Problem statement – Each entry is to be retyped exactly as it stands.
····················
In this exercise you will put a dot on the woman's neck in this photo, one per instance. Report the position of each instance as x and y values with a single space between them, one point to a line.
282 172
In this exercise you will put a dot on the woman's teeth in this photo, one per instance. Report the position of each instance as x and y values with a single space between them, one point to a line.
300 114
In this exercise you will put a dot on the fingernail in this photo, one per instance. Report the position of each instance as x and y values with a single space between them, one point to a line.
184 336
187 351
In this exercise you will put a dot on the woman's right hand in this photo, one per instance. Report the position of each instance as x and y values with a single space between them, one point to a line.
····················
Response to the task –
In this exercise you will put a dot on the woman's neck in this photo, one per instance. Report the position of each instance as x and y values with a single space between them, one point to a line.
282 172
In this exercise you will put a dot on the woman's teeth in this photo, one per instance. Report the position of each instance as x and y values with a single space between them, one point to a line.
300 114
In this exercise you will put a dot on the fingernail in this photo, one per instance. Report the position of each instance as x and y values with a single space between them, one point to a line.
184 336
187 351
In this exercise you will put a dot on the woman's right hand in this photo, one per instance. Report the position of each instance as x and y values with a single space between them, one point to a line.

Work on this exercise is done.